■ **Text**
By Ben Hirschler
LONDON (Reuters) - GlaxoSmithKline is to sell soft drink brands Lucozade and Ribena in a move analysts believe will raise over 1 billion pounds and focus its consumer health business on global products.
The plan was announced on Wednesday alongside first-quarter results that saw sales at Britain's biggest drugmaker drop a slightly smaller-than-expected 3 percent from a year ago.
GSK launched a strategic review of the two drink brands earlier this year, ruling nothing in or out for their future. Most analysts had focused on the idea of a sale, which is likely to attract interest from private equity and trade buyers.
Chief Executive Andrew Witty told reporters there had been significant interest in the products, though the decision to pursue a sale was "subject to appropriate value realisation".
Japan's Suntory Holdings has been tipped as a possible buyer after previously buying soft drinks maker Orangina Schweppes for more than 300 billion yen ($3.0 billion) and New Zealand's No. 2 beverage firm Funcor Group in 2009.
A Suntory spokeswoman declined to comment on the company's potential interest but, when asked about a recent report that it was in talks with banks about assembling a knockout bid, said: "We don't acknowledge this report as factual."
Private equity firms are also hungry for deals and the strong cashflows generated by Lucozade and Ribena could attract the likes of Blackstone, BC Partners, PAI, Lion Capital, Bain Capital, CVC Capital Partners and KKR.

■ **Source material**
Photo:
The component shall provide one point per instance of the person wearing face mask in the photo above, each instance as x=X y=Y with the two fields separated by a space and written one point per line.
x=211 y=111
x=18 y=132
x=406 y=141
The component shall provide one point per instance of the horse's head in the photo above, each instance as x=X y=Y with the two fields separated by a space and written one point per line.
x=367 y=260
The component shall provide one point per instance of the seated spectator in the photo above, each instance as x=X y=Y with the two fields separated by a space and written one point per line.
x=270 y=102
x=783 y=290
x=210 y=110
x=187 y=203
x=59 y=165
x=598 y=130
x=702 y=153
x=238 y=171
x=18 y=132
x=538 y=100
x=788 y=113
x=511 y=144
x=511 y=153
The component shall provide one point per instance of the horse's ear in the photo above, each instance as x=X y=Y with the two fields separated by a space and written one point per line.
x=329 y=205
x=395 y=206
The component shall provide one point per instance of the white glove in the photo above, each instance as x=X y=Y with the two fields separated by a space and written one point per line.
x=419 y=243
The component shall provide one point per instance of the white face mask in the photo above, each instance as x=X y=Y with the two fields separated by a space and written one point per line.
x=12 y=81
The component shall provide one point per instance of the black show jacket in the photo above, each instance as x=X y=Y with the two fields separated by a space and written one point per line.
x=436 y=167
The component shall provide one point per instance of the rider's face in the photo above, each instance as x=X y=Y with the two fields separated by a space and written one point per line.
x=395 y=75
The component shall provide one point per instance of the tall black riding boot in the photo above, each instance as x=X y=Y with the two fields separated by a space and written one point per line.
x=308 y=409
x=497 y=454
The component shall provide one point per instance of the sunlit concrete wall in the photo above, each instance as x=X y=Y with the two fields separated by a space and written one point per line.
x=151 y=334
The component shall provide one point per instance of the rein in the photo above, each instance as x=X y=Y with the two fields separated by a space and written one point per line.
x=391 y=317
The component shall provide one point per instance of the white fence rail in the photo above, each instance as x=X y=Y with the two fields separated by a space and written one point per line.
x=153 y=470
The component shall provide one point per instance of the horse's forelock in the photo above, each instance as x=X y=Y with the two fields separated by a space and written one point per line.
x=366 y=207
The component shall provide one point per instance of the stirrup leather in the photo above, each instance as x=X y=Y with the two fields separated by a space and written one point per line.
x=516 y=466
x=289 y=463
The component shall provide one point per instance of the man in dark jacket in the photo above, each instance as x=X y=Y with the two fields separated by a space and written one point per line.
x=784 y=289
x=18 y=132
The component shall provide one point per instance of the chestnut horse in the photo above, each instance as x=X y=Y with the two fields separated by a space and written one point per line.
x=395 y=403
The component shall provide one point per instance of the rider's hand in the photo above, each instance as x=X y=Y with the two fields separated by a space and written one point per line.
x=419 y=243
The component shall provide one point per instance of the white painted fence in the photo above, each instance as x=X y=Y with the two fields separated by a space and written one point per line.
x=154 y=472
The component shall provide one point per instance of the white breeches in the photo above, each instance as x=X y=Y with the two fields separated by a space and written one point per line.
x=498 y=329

■ **What you should do**
Repeat the full article on GlaxoSmithKline's plan to sell Lucozade and Ribena, word for word.

■ **Solution for this task**
By Ben Hirschler
LONDON (Reuters) - GlaxoSmithKline is to sell soft drink brands Lucozade and Ribena in a move analysts believe will raise over 1 billion pounds and focus its consumer health business on global products.
The plan was announced on Wednesday alongside first-quarter results that saw sales at Britain's biggest drugmaker drop a slightly smaller-than-expected 3 percent from a year ago.
GSK launched a strategic review of the two drink brands earlier this year, ruling nothing in or out for their future. Most analysts had focused on the idea of a sale, which is likely to attract interest from private equity and trade buyers.
Chief Executive Andrew Witty told reporters there had been significant interest in the products, though the decision to pursue a sale was "subject to appropriate value realisation".
Japan's Suntory Holdings has been tipped as a possible buyer after previously buying soft drinks maker Orangina Schweppes for more than 300 billion yen ($3.0 billion) and New Zealand's No. 2 beverage firm Funcor Group in 2009.
A Suntory spokeswoman declined to comment on the company's potential interest but, when asked about a recent report that it was in talks with banks about assembling a knockout bid, said: "We don't acknowledge this report as factual."
Private equity firms are also hungry for deals and the strong cashflows generated by Lucozade and Ribena could attract the likes of Blackstone, BC Partners, PAI, Lion Capital, Bain Capital, CVC Capital Partners and KKR.